In this segment of Centric Commemorates, Natalie Bullock and Marcie Stoshak-Chavez share their experiences and perspectives about World Humanitarian Day.
Part of our Centric Commemorates series.
In 2014, I walked through a Syrian refugee camp outside Beirut, Lebanon ducking in and out of dark tents and stepping over rivulets of muddy water to greet people waiting to receive a delivery of rice.
They were only a small subset of the 13.5 million Syrians displaced by war at the time and an even smaller subset of the 235 million people worldwide who will need humanitarian aid in 2021. That’s 1 in 33 people worldwide who need help and relief.
Often when we think of refugees, we picture people who had very little from the start – people in need of food, clothing, shelter, and basic healthcare. Yet the Syrians I met in 2014 were professionals: lawyers, consultants, doctors, teachers, small business owners, and humanitarian aid workers themselves. These were people, who until just a few weeks prior had owned houses and pets, had hobbies and favorite restaurants, were sports fans, had families, and had vacations planned. People like me or you. People who, because of the political or economic situations of the region, suddenly had no home to go back to and no relief in sight. People who, for the first time, needed food, clothing, shelter, and basic healthcare.

**Supplied records**

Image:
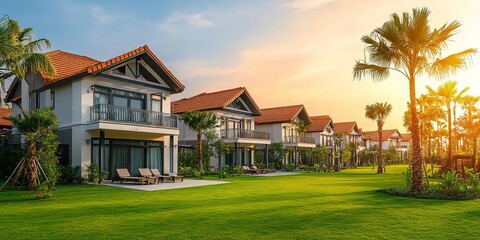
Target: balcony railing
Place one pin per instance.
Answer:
(299, 139)
(132, 115)
(243, 133)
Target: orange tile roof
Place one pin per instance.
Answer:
(5, 112)
(406, 136)
(285, 114)
(213, 100)
(386, 134)
(344, 127)
(69, 64)
(319, 123)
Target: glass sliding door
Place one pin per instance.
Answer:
(154, 158)
(137, 160)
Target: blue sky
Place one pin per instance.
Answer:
(285, 52)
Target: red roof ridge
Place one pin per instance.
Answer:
(297, 105)
(75, 54)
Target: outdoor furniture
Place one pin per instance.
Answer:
(124, 175)
(145, 172)
(249, 170)
(171, 177)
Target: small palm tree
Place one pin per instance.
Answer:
(379, 112)
(199, 122)
(448, 94)
(19, 53)
(408, 45)
(33, 126)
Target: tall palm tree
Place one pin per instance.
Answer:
(33, 125)
(200, 122)
(448, 94)
(378, 112)
(472, 120)
(20, 53)
(408, 45)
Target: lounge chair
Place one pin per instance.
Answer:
(249, 170)
(172, 177)
(124, 175)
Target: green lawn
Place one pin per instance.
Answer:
(306, 206)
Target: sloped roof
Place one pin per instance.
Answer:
(285, 114)
(5, 112)
(345, 127)
(319, 123)
(386, 134)
(406, 136)
(214, 100)
(69, 65)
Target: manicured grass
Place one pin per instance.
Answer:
(307, 206)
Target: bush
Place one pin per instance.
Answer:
(95, 175)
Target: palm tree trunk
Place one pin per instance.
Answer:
(199, 152)
(416, 162)
(31, 183)
(380, 157)
(449, 147)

**Work instructions**
[a] In the World Humanitarian Day reflection, rewrite everything from "In 2014, I walked" down to "delivery of rice.", switching "rice" to "flour".
[b] Pick up the World Humanitarian Day reflection after its last sentence and continue it.

**Solved problems**
[a]
In 2014, I walked through a Syrian refugee camp outside Beirut, Lebanon ducking in and out of dark tents and stepping over rivulets of muddy water to greet people waiting to receive a delivery of flour.

[b]
Today, as we celebrate World Humanitarian Day, established to honor the life of Sergio Vieira de Mello – who was killed in an August 19, 2003 bomb attack in Iraq – we remember those who have routinely put themselves in danger and even given their lives to bring relief to their fellow human beings suffering in crisis from war, starvation, pestilence, and climate change. From our places of peace, we raise awareness for those less fortunate and those valiantly striving to bring them help and hope.
–Introduction by Natalie Bullock
Thinking about World Humanitarian Day stirs up many emotions for me. For thirty years, as a practicing Emergency Physician at a Level One Trauma Center in a highly urban setting, I experienced and watched almost daily acts of selflessness, kindness and caring among my colleagues who provided care to those in need, regardless of their situation.
Although this was on a local scale, it sparked several of our emergency medicine residents to further their education and experience by pursuing training through International Medicine Fellowships. They have become my heroes over the years as I watch them continue to provide care for those in need all over the globe and educate future generations as well.
One of my ER residents, Mike Van Rooyen, even went on to serve as the co-founder of an organization, The Harvard Humanitarian Initiative (HHI). Founded in 2005, this organization has grown to collaborate with multiple relief organizations and educate those who have a passion for providing this humanitarian work.
So, on this day, I honor those who generously provide care to those in need – and education for those on the frontlines, whether locally, nationally or globally and particularly during this unrelenting Covid-19 pandemic.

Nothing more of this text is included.